Well, 0x1p-51 is a zero for all practical purposes, if you didn't understand what I've wrote. There's no sense in pursuing reproduction of my result - I get it, but for you to get you have to use all tools that I use. Here's exact my code which I'm compiling with GCC 13.2 (x64devkit) on Windows 10, on Ryzen 3700X. Don't be puzzled - it does return 0 on my machine. Why? You decide.

#include <math.h>
#include <stdio.h>

double fgcd( double a, double b )
{
    a = fabs( a );
    b = fabs( b );

    if( a < b )
    {
        double t = a;
        a = b;
        b = t;
    }

    while( b ) {
        a = fabs( fmod( a, b ) );
        double t = a;
        a = b;
        b = t;
    }

    return a;
}

int main()
{
    printf( "%e\n", fgcd( exp(1.0),asin(1.0)));
}

avaneev commented 9 months ago

I was actually mistaken - the result I get is 4.440892e-016, which I've errorneously displayed as 0.000000. But it's different to yours anyway.

avaneev commented 9 months ago

I wasn't using -ffast-math, BTW.

avaneev commented 9 months ago

Ah, it's the same result 4.440892e-016 ~ 0x1p-51 like yours. Except anything below 1 is unusable in r8brain-free-src for obvious reasons. So your code is correct except the result is unusable since practically it's just zero, if you account for Epsilon equality tolerance. What I do not understand is that you resist that two irrational numbers of whatever precision have only one common divisor - 1. In this respect your code returns invalid result. We are talking about floating-point numbers, and not integers like you mention.

mvduin commented 9 months ago

I haven't looked at the code in detail, why exactly is anything below 1 unusable? What if someone has some non-audio data set that is genuinely sampled at 0.5 Hz and they want to interpolate it to 0.75 Hz? I don't really see why that would be a problem, that's just a straightforward 2-to-3 upsampling, and my fgcd would indeed return 0.25 as GCD and if you removed the "GCD < 1" check from getWholeStepping() it would correctly determine ResInStep=2 and ResOutStep=3.

I appreciate that GCD for rational numbers may be an unfamiliar but it is a well-defined concept in mathematics. There's a many ways to define it, some easier to understand than others:

For any integer d it's easy to see that gcd( d*a, n*d ) = abs(d)*gcd( a, b ) at least when a and b are integer but if we take this as a required property of gcd we can use it to extend gcd to rational numbers by defining gcd( a/d, b/d ) = gcd( a, b )/abs(d).

### Aim 1
Please count how many lines of the entries contain the string "windshield", matching case exactly, and give only that number.

### Extracted material
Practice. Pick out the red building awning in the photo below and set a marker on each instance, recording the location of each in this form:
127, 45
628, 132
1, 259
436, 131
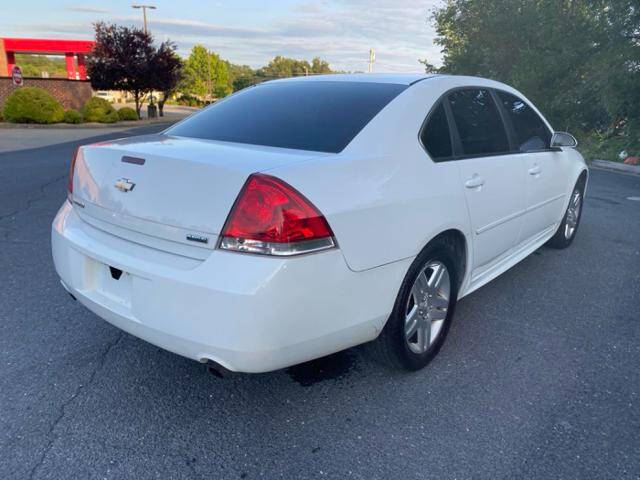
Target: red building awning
69, 48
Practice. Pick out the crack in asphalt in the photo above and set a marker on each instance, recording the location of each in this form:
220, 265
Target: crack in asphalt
30, 202
74, 395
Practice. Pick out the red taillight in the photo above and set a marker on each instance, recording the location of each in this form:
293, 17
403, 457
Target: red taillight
72, 167
273, 218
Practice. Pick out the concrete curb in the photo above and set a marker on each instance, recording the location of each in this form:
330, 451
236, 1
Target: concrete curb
72, 126
616, 166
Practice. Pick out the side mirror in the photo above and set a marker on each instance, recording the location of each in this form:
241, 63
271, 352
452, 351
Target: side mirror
563, 139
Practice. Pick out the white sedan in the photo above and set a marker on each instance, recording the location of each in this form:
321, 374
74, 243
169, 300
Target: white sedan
304, 216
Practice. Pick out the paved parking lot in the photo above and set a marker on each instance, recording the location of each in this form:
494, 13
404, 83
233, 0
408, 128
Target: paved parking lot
539, 378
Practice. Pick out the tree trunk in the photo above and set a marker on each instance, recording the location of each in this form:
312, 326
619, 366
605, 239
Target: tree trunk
136, 96
161, 104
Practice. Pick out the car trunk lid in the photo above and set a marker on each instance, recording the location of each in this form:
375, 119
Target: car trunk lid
171, 193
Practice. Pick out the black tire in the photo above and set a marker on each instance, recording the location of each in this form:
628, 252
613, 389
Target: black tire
560, 239
391, 347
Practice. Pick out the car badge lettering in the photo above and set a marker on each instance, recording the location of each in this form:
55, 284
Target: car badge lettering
124, 185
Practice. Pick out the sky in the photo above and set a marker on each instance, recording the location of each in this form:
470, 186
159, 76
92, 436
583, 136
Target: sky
251, 32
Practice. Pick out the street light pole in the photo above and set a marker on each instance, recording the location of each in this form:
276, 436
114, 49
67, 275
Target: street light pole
144, 13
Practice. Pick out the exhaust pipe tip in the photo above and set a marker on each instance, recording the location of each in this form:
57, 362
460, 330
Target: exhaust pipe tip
216, 369
64, 285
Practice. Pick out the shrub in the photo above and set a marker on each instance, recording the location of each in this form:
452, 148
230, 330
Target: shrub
72, 116
126, 113
32, 105
99, 110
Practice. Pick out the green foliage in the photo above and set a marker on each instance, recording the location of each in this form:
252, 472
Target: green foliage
32, 105
205, 74
240, 76
577, 60
72, 116
126, 113
281, 67
320, 66
99, 110
189, 100
34, 65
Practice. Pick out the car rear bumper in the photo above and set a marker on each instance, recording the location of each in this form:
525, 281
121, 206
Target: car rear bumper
245, 312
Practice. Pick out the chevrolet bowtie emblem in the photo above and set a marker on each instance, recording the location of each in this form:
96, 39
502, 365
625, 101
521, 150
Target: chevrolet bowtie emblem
125, 185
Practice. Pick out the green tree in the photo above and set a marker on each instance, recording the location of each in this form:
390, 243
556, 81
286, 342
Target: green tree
240, 76
578, 60
122, 59
281, 67
320, 66
205, 74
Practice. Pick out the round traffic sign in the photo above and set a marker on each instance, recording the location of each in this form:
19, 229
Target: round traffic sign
16, 75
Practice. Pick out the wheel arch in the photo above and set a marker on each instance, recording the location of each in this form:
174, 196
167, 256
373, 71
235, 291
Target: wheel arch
455, 240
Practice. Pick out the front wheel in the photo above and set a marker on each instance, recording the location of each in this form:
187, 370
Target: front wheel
569, 226
422, 313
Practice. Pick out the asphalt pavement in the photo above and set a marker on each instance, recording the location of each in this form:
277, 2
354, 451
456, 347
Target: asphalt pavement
539, 377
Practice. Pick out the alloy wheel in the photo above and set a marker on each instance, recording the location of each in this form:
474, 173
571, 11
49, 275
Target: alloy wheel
427, 306
573, 214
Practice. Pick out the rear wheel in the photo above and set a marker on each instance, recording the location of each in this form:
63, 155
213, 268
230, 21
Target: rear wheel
423, 311
569, 226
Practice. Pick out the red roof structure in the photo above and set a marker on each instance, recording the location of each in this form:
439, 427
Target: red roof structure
71, 49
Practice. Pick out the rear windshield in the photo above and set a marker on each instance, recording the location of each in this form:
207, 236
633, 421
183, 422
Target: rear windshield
322, 116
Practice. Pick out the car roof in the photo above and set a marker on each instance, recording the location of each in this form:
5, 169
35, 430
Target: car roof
397, 78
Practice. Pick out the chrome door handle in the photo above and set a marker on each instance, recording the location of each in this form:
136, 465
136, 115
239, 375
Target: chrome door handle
474, 182
535, 170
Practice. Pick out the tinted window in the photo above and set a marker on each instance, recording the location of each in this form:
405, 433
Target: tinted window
531, 132
479, 124
435, 135
322, 116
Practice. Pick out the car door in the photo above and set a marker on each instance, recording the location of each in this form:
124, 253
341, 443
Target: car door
493, 178
545, 168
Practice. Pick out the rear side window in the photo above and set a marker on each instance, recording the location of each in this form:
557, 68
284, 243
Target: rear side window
479, 124
530, 131
435, 135
321, 116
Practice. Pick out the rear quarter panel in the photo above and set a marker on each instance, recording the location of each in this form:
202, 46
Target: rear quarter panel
383, 196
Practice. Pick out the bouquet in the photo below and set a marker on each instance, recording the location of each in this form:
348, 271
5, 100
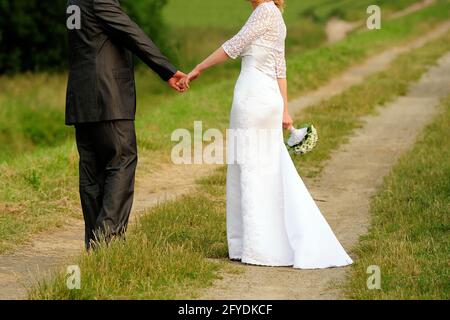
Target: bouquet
302, 140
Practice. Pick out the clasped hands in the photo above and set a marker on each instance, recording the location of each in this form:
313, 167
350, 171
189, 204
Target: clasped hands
180, 81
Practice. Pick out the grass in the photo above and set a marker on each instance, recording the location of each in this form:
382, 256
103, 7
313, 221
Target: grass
25, 195
201, 26
195, 224
408, 238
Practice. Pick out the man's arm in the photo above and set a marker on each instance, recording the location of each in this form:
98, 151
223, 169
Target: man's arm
120, 27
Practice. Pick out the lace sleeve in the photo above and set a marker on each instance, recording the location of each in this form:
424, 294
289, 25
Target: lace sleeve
280, 64
258, 23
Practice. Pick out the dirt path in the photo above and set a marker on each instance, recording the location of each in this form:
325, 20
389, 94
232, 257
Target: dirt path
349, 180
47, 250
337, 29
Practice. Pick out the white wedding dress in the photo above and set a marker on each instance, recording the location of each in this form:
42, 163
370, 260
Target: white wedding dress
272, 219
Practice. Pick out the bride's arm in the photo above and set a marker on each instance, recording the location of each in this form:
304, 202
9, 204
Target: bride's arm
258, 23
287, 120
219, 56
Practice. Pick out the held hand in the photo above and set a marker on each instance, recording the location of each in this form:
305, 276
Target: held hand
287, 121
174, 82
194, 74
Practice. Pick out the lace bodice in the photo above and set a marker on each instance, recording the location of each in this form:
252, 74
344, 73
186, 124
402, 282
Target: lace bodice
263, 35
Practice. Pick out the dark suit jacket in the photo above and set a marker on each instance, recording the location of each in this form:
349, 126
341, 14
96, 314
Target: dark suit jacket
101, 83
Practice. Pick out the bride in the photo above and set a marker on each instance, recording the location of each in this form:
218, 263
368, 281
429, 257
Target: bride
272, 219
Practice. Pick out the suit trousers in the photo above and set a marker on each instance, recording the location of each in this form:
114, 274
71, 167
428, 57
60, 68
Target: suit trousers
108, 160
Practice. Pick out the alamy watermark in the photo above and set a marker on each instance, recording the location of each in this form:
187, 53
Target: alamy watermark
374, 280
73, 277
374, 20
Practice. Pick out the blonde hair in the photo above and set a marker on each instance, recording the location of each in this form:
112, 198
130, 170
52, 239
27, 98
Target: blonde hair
279, 4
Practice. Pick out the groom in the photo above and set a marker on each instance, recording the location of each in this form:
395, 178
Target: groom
101, 104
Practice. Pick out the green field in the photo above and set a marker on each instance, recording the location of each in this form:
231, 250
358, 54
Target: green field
166, 251
409, 238
38, 179
165, 258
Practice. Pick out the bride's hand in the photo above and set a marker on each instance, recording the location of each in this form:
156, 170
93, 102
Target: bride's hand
287, 121
194, 74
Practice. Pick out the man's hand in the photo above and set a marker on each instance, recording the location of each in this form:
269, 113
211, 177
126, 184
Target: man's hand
174, 82
194, 74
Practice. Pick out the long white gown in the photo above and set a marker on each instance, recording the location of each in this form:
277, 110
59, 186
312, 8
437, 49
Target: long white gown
272, 219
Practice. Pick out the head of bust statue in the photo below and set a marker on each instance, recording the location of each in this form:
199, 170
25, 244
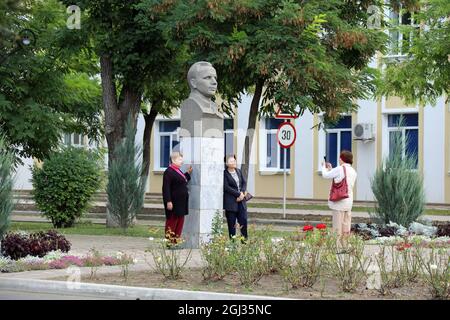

### Aim 2
Translate this sentence from the GCD discussion into Spanish: "What if someone has some non-audio data set that is genuinely sampled at 0.5 Hz and they want to interpolate it to 0.75 Hz?"

### Result 1
2

### Result 2
¿Qué pasa si alguien tiene algún conjunto de datos que no es de audio, muestreado realmente a 0,5 Hz, y quiere interpolarlo a 0,75 Hz?